-- Begin SUPPLIED PASSAGE --

Multi-tier architecture. Computation and data storage is organized into multiple layers or tiers (on the same or different machines): Clients make requests to servers, which make requests to other servers, and so forth. Higher tiers send requests to lower tiers, but not the other way around. The most common structure is a three-tier architecture with a presentation tier, a logic tier, and a data tier—the data tier manages data storage; the logic tier implements business logic such as processing transactions to change data; and the presentation tier provides the user interface through which clients interact with the system. This three-tier design separates concerns regarding user interface from how requests are processed from how data is stored. This structure is common for business and web applications and can be conceptually extended with components related to machine learning (as we will show in chapter Deploying a Model).

An architectural diagram with three tiers: A user interface in the presentation tier is connected on one side to the real world and on the other side to the business logic in the logic tier which itself is connected to the database in the data tier. — A typical representation of a three-tier architecture.

Service-oriented architectures and microservices. A system is organized into multiple self-contained services (processes) that call other services through remote procedure calls. The services are not necessarily organized into layers, and typically each service represents a cohesive piece of functionality and is responsible for its own data storage. This design allows independent deployment, versioning, and scaling of services and flexible routing of requests at the network level. Many modern, scalable web-based systems use this design, as we will discuss in chapter Scaling the System.

An architectural diagram of many connected boxes representing services and their calls to other services. The central service is the mobile app client which makes calls to a recommendations service, a content delivery service, and a content delivery engine. These services make calls to yet other services. — A sketched architecture of an audiobook app with media purchasing and streaming services, composed of many (micro-)services each with a specific and narrow focus. Each service stores its own data. To increase throughput and reliability, multiple instances per service can be offered with partitioned or shared data storage. Adapted from a figure in Meiklejohn, Christopher. “Dynamic Reduction: Optimizing Service-Level Fault Injection Testing With Service Encapsulation” [blog], 2021.

Event-based architecture. Individual system components listen to messages broadcasted by other components, typically through some message bus. Since the component publishing a message does not need to know who consumes it, this architecture strongly decouples components in a system and makes it easy to add new components. Many robotics systems follow this design, processing components subscribing to messages published from sensor readings. We will see this architecture style when discussing stream processing systems in chapter Scaling the System.

-- End SUPPLIED PASSAGE --
-- Begin DATASET EXCERPTS --

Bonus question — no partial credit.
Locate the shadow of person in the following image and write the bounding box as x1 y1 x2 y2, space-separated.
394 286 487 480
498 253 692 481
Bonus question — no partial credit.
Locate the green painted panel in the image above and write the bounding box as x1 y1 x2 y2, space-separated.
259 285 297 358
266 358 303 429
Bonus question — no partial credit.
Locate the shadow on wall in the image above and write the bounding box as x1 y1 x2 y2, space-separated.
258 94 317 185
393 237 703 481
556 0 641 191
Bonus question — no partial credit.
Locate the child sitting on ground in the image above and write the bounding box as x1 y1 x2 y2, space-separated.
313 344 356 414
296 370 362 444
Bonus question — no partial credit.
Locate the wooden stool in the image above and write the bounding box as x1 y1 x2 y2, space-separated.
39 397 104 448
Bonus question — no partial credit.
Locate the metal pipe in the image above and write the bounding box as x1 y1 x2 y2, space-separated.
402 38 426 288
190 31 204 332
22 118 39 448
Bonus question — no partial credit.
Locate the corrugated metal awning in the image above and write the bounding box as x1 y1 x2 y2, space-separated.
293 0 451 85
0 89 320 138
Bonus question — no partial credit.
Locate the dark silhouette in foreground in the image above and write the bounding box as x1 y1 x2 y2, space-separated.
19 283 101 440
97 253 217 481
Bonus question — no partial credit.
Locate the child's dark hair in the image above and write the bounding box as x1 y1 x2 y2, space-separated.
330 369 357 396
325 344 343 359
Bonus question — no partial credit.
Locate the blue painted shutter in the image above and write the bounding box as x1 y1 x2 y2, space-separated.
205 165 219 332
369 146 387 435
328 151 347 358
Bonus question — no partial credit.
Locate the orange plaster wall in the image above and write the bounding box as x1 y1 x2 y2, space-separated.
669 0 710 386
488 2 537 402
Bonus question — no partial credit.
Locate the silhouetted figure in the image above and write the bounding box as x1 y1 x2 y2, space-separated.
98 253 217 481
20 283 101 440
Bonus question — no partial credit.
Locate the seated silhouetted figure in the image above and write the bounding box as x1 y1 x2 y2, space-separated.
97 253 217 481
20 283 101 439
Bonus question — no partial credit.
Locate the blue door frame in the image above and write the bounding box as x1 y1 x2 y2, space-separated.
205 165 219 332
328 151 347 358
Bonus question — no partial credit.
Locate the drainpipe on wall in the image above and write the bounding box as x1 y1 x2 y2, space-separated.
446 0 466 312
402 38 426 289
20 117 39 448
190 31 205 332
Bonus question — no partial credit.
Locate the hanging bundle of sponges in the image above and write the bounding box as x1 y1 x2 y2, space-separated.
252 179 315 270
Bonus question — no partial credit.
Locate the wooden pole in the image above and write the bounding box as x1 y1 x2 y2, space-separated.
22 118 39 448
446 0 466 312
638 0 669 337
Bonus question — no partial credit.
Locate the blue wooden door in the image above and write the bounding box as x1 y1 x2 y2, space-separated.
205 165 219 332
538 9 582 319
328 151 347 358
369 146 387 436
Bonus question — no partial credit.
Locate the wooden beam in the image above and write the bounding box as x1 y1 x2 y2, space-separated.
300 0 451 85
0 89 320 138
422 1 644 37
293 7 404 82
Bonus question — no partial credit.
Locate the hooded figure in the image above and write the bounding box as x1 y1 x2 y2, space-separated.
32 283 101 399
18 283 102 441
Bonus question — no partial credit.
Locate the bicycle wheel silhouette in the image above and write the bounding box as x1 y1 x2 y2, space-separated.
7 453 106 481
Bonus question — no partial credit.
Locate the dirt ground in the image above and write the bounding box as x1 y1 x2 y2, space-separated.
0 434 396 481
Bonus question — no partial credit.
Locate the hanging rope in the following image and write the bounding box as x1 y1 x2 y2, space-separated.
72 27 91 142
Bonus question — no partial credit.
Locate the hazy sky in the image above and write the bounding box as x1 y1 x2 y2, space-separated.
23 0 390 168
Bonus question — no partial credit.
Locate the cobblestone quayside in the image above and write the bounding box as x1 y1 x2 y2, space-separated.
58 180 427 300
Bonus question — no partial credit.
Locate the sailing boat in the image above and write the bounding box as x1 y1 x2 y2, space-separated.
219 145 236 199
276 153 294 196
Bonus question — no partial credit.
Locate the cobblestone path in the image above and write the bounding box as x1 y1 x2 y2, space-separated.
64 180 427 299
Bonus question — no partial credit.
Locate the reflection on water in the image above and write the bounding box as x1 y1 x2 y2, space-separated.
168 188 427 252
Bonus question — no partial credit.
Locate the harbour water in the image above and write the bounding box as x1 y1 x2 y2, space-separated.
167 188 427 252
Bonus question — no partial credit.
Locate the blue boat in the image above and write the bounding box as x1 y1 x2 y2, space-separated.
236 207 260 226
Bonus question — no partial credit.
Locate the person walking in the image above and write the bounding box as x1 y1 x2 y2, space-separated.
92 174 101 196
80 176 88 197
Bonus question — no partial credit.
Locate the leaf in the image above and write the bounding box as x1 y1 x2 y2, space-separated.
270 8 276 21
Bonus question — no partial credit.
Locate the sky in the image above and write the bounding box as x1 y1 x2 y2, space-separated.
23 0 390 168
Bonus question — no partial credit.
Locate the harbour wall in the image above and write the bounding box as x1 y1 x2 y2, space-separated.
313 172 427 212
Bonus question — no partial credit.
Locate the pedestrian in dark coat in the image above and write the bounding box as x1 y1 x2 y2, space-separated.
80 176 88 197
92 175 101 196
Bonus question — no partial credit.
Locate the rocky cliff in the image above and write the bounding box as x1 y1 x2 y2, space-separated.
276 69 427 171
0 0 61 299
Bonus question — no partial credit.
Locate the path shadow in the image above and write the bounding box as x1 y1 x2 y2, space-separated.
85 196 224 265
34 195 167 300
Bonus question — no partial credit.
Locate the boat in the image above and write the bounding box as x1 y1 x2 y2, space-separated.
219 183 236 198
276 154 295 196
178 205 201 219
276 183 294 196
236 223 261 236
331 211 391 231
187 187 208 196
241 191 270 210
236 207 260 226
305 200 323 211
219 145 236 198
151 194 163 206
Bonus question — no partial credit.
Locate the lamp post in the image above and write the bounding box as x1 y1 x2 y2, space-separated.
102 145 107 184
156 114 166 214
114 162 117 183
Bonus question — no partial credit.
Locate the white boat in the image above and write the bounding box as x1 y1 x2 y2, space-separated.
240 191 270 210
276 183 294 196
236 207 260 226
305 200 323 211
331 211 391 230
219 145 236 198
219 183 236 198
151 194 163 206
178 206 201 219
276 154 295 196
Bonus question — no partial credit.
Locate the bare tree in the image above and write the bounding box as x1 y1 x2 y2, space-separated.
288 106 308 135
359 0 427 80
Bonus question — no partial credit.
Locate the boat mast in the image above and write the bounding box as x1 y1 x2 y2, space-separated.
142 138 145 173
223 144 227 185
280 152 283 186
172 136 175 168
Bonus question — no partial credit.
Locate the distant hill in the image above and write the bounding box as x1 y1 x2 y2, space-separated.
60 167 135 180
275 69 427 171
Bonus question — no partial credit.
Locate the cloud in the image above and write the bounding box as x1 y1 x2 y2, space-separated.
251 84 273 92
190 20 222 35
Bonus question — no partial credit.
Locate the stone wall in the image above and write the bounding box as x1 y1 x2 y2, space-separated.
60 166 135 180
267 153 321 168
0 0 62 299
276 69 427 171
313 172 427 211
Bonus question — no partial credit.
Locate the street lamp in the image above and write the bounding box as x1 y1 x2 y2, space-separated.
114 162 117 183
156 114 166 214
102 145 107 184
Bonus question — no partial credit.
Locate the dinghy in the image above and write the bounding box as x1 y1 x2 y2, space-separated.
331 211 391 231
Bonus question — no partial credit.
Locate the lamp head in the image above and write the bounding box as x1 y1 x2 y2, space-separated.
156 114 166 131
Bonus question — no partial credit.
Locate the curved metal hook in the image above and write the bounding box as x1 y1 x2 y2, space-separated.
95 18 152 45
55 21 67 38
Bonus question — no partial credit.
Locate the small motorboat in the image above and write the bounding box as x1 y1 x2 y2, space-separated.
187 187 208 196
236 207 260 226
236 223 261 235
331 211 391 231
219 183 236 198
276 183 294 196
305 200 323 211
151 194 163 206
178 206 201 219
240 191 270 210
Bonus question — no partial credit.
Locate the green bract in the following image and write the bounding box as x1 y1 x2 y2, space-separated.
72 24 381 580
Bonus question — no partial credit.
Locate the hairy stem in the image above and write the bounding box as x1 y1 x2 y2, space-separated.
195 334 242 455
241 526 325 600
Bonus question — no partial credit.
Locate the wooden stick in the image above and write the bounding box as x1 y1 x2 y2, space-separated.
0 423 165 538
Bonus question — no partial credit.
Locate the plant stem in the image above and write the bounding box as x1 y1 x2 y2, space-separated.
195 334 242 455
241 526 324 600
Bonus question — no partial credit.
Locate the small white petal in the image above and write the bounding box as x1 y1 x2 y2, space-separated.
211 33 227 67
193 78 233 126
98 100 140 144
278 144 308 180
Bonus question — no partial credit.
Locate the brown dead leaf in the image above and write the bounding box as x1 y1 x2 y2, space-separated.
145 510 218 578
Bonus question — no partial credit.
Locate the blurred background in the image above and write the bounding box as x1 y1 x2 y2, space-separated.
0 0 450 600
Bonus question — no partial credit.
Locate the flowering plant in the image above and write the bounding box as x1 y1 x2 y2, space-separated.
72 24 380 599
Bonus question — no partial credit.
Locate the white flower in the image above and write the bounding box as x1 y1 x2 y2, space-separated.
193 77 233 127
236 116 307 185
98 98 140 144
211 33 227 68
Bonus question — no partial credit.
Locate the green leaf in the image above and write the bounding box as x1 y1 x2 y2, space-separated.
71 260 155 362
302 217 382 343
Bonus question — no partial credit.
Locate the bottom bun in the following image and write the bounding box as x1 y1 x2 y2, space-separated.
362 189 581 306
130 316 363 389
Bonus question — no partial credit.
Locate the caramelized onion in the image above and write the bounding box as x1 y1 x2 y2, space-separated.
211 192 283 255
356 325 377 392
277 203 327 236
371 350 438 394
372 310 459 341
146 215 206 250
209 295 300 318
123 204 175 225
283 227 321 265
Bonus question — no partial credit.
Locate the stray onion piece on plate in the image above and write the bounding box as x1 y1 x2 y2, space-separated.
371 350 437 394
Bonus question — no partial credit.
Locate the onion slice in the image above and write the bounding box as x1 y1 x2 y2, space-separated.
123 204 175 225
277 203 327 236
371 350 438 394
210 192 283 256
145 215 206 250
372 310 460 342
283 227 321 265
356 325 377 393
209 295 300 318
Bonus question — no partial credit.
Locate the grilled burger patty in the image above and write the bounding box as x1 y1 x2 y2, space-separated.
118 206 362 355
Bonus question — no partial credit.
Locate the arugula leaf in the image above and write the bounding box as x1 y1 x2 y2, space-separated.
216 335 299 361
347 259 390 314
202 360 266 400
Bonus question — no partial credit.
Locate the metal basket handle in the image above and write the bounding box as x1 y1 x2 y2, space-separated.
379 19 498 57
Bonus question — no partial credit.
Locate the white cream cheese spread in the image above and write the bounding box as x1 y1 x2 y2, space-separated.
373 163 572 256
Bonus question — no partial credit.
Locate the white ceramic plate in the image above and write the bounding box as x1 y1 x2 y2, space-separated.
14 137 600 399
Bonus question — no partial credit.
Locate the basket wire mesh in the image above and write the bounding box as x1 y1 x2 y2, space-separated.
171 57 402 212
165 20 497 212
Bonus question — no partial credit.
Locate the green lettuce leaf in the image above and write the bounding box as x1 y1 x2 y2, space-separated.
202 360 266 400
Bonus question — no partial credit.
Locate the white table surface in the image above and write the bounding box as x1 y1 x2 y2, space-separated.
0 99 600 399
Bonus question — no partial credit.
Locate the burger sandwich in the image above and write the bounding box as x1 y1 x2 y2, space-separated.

-- End DATASET EXCERPTS --

CHALLENGES:
a) Answer these from the text about architecture styles:
(i) In the three-tier design, which tier manages data storage?
(ii) In service-oriented architectures, how do services call other services?
(iii) In an event-based architecture, what do components typically use to receive broadcast messages?
b) Swap "space-separated" for "separated by spaces" in the records, starting at their first line and ending at the line containing "20 283 101 440". Write out those lines with nothing else changed.
The records have no connection to the text about architecture styles.

EXERCISE RESPONSES:
a)
(i) The data tier.
(ii) Through remote procedure calls.
(iii) A message bus.

b)
Bonus question — no partial credit.
Locate the shadow of person in the following image and write the bounding box as x1 y1 x2 y2, separated by spaces.
394 286 487 480
498 253 692 481
Bonus question — no partial credit.
Locate the green painted panel in the image above and write the bounding box as x1 y1 x2 y2, separated by spaces.
259 285 297 358
266 358 303 429
Bonus question — no partial credit.
Locate the shadow on wall in the image above and write the bounding box as x1 y1 x2 y2, separated by spaces.
258 94 317 185
393 237 703 481
556 0 641 191
Bonus question — no partial credit.
Locate the child sitting on ground in the image above and write the bounding box as x1 y1 x2 y2, separated by spaces.
313 344 356 414
296 370 362 444
Bonus question — no partial credit.
Locate the wooden stool in the image above and write the bounding box as x1 y1 x2 y2, separated by spaces.
39 397 104 448
Bonus question — no partial credit.
Locate the metal pipe in the image above and write the bounding box as x1 y1 x2 y2, separated by spaces.
402 38 426 288
190 31 204 332
22 118 39 448
Bonus question — no partial credit.
Locate the corrugated metal awning in the image above and write the bounding box as x1 y1 x2 y2, separated by spaces.
293 0 451 85
0 89 320 138
Bonus question — no partial credit.
Locate the dark silhouette in foreground in the image above and write the bounding box as x1 y1 x2 y2, separated by spaces.
19 283 101 440
97 253 217 481
Bonus question — no partial credit.
Locate the child's dark hair in the image above and write the bounding box as x1 y1 x2 y2, separated by spaces.
330 369 357 396
325 344 343 359
Bonus question — no partial credit.
Locate the blue painted shutter in the image above and write the bounding box as x1 y1 x2 y2, separated by spaces.
205 165 219 332
369 146 387 435
328 151 347 358
Bonus question — no partial credit.
Locate the orange plaster wall in the image above and write the bounding box as x1 y1 x2 y2, separated by spaces.
669 0 710 386
488 2 537 402
Bonus question — no partial credit.
Locate the silhouetted figure in the image above and write the bounding box as x1 y1 x2 y2, separated by spaces.
98 253 217 481
20 283 101 440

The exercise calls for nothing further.